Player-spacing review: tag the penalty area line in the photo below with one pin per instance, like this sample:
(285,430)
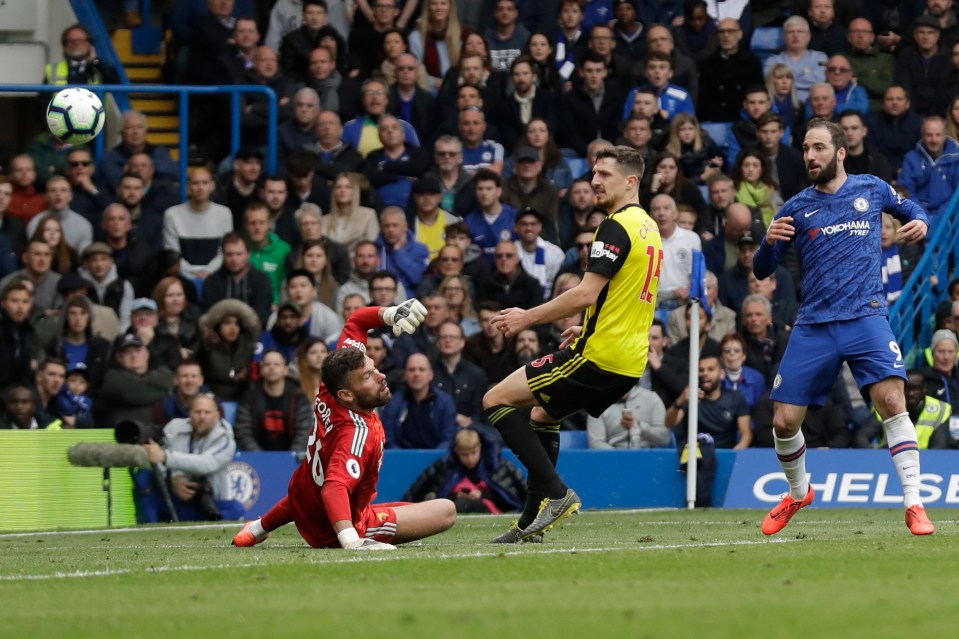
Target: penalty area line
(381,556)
◇ ◇ ◇ ◇
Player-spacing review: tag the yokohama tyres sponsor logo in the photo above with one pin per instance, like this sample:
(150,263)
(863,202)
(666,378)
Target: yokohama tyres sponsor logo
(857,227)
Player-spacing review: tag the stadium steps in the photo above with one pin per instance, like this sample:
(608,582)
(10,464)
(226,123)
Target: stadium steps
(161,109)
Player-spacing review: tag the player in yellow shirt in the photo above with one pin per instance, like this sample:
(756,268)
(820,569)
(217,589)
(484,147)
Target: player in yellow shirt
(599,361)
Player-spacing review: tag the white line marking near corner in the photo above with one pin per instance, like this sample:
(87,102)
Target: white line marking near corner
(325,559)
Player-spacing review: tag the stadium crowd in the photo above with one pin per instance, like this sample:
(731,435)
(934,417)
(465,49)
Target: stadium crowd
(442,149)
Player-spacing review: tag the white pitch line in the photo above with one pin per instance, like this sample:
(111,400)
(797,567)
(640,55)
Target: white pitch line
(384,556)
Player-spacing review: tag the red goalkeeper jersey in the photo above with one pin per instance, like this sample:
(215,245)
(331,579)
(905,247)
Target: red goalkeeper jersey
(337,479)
◇ ◇ ◇ ◇
Goal of the exercise - Pull out every line in the rows above that contains the string "area". Treat uppercase and lowercase as different when matching.

Final answer -
Player-spacing review: tag the penalty area line in the photo below with one pin per instance, like this sample:
Target: penalty area line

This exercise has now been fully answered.